### Textausschnitt
- - - - -

Kurz bevor ich aufs Gymnasium kam, zogen wir von der feuchten Wohnung im Erdgeschoss in eine enge Mansardenwohnung im dritten Stock. Dort schlief ich im winzigen Wohnzimmer auf der Couch. Ich weiß nicht mehr, wie ich es überhaupt schaffte zu schlafen, obwohl meine Eltern im selben Zimmer TV schauten. Spielen und Lernen fanden für mich am Küchentisch statt. Das blieb nicht ohne Einfluss auf meine schulischen Leistungen und mein schulischer Abstieg führte von der »höheren Lehranstalt« in den Aufbauzug der Volksschulen, der damals einzigen Chance in der Stadt, die Prüfung zur Mittleren Reife abzulegen. Dort wollte ich die neunte und zehnte Klasse absolvieren, um wenigstens einen vernünftigen Abschluss zu bekommen.

Gegen Ende des ersten Jahres bat mich meine Deutsch- und Englischlehrerin nach dem Unterricht zu sich und erzählte mir von einer Sommerschule in Schottland in den großen Ferien. Sie erklärte, dass der Bayerische Jugendring das Projekt unterstützt und die Kosten sehr niedrig wären. Ich wandte ein, dass ich nicht glaube, dass meine Eltern das bezahlen würden, sie gab mir dennoch das Formular und bat mich, mit meinen Eltern darüber zu reden. Mit wenig Hoffnung sprach ich mit ihnen und war überrascht, als sie zustimmten. So kam es, dass mein Vater mich zu Beginn der großen Ferien zum Bahnhof nach München brachte, wo ich die Zugreise nach Ostende, zur Fähre und zum Zug nach London bestieg. Bereits im Zug wurden wir von Lehrkräften betreut.

Sommer 1967 nach Großbritannien – es war wie in einem Traum. Aus jedem Radio erklangen »Whiter Shade of Pale« und »San Francisco«, »All You Need is Love« und »Let’s Spend The Night Together«. Vier oder fünf Tage sollten wir in London bleiben mit Sightseeing und individuellen Entdeckungstouren. Mir gefiel der Tower ebenso wie die Carnaby Street, das Zentrum des Mode-Universums der Beatniks. Mit zwei anderen Reiseschülern schafften wir es sogar, als Sechzehnjährige Zutritt zu einem Striptease-Club am Piccadilly Circus zu bekommen.

Nach aufregenden Tagen in London fuhren wir mit dem Zug nach Edinburgh, zur Whitehouse Loan School, unserem Domizil für die nächsten vier Wochen. Vier Wochen vormittags Englischunterricht, nachmittags Programm oder zur freien Verfügung. Der Unterricht fruchtete und ich bekam ein Gefühl für die Sprache, was sich in meinem späteren Leben als hilfreich erweisen sollte.

- - - - -

Rohe Zeilen

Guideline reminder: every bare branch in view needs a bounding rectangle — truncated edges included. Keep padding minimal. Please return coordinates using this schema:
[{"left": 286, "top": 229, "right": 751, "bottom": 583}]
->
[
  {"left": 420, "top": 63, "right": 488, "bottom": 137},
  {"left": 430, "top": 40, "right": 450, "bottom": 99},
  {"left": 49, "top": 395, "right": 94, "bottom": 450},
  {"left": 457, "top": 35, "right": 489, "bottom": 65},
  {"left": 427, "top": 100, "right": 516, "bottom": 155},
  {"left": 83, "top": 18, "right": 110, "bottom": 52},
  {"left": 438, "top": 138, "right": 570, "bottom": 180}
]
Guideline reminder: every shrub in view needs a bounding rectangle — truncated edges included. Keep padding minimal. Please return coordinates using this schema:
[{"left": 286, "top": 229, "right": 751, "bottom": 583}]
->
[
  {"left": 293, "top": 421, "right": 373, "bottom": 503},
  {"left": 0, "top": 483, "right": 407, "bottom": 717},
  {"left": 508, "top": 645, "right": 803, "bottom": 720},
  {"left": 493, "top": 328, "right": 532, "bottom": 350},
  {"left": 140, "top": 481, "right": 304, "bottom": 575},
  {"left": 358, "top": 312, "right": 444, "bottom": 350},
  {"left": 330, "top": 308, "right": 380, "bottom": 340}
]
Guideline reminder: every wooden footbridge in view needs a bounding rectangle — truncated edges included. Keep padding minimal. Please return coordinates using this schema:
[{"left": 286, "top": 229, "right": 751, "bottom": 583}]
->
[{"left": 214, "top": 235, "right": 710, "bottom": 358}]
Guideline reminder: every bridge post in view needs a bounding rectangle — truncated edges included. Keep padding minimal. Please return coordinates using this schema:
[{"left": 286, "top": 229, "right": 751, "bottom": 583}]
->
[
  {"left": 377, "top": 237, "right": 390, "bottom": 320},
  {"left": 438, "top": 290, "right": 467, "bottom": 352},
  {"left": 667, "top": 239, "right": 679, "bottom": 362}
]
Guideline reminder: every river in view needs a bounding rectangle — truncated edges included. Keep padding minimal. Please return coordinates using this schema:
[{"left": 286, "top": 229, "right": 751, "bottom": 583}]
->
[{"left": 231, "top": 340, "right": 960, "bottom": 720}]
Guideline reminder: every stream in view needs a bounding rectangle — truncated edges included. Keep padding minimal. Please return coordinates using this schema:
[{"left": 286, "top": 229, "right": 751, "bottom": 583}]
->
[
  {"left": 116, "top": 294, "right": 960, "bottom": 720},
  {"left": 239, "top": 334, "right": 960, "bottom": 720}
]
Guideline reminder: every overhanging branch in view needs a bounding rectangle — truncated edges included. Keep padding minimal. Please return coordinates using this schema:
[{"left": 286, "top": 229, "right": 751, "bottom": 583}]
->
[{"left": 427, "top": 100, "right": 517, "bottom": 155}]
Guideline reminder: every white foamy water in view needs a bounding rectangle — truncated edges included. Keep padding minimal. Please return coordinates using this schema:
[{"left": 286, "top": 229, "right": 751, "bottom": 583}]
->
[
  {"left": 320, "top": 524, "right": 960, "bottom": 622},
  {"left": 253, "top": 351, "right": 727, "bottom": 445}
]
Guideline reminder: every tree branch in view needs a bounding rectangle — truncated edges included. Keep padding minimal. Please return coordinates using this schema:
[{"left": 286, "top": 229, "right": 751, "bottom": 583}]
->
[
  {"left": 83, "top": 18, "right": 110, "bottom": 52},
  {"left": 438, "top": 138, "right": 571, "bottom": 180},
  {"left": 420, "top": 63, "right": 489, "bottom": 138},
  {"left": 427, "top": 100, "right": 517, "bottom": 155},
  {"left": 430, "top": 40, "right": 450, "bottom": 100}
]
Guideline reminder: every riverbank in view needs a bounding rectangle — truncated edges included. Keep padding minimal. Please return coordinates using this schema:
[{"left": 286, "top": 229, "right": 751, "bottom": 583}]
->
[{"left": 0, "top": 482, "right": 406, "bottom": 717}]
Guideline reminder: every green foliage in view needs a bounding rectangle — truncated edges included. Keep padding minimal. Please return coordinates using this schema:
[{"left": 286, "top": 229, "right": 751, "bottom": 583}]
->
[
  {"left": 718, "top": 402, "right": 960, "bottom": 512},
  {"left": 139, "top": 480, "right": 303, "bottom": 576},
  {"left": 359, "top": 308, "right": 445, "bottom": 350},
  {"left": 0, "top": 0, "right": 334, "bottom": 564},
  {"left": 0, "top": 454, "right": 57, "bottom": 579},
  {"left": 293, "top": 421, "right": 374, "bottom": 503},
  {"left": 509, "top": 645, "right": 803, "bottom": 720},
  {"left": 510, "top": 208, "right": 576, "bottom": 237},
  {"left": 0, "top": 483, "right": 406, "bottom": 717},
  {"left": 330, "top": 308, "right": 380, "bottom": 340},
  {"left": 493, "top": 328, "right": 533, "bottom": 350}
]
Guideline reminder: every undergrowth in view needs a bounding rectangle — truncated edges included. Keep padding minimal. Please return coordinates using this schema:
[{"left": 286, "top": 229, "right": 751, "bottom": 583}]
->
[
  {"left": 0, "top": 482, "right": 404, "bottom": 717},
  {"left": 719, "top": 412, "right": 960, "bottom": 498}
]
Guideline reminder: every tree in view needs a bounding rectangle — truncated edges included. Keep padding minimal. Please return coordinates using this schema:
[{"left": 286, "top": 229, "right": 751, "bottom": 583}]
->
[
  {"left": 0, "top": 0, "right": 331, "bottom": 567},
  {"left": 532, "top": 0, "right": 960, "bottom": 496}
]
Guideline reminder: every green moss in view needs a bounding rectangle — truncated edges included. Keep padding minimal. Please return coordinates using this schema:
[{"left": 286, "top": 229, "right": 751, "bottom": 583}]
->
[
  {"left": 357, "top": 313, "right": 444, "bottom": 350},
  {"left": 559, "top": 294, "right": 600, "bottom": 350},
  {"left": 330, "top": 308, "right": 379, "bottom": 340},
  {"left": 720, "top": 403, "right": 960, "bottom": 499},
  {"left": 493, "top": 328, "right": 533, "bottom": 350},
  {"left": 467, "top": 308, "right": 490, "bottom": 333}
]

- - - - -

### Kurze Aufgabe 1
Beantworte anhand des Textausschnitts:
(a) Wo schlief die erzählende Person in der Mansardenwohnung?
(b) Wer unterstützte das Projekt der Sommerschule?
(c) Wie hieß die Schule in Edinburgh, in der die Gruppe untergebracht war?
### Kurze Aufgabe 2
Gib aus dem Textausschnitt die Stelle wortgetreu aus, beginnend mit „Kurz bevor ich“ und weiter bis einschließlich „Abschluss zu bekommen.“.
### Kurze Aufgabe 3
Fasse im Textausschnitt den Absatz, der mit „Gegen Ende des ersten Jahres“ beginnt, als kurze Liste zusammen und behalte dabei die wichtigsten Fakten.

### Lösung 1
(a) Im winzigen Wohnzimmer auf der Couch.
(b) Der Bayerische Jugendring.
(c) Whitehouse Loan School.

### Lösung 2
Kurz bevor ich aufs Gymnasium kam, zogen wir von der feuchten Wohnung im Erdgeschoss in eine enge Mansardenwohnung im dritten Stock. Dort schlief ich im winzigen Wohnzimmer auf der Couch. Ich weiß nicht mehr, wie ich es überhaupt schaffte zu schlafen, obwohl meine Eltern im selben Zimmer TV schauten. Spielen und Lernen fanden für mich am Küchentisch statt. Das blieb nicht ohne Einfluss auf meine schulischen Leistungen und mein schulischer Abstieg führte von der »höheren Lehranstalt« in den Aufbauzug der Volksschulen, der damals einzigen Chance in der Stadt, die Prüfung zur Mittleren Reife abzulegen. Dort wollte ich die neunte und zehnte Klasse absolvieren, um wenigstens einen vernünftigen Abschluss zu bekommen.

### Lösung 3
- Gegen Ende des ersten Jahres erzählt die Deutsch- und Englischlehrerin von einer Sommerschule in Schottland in den großen Ferien.
- Der Bayerische Jugendring unterstützt das Projekt, und die Kosten sind sehr niedrig.
- Trotz Zweifeln bekommt die erzählende Person das Formular und soll mit den Eltern reden.
- Die Eltern stimmen überraschend zu.
- Zu Beginn der großen Ferien bringt der Vater sie zum Bahnhof in München.
- Die Reise führt mit dem Zug nach Ostende, dann mit der Fähre und weiter mit dem Zug nach London.
- Schon im Zug werden die Reisenden von Lehrkräften betreut.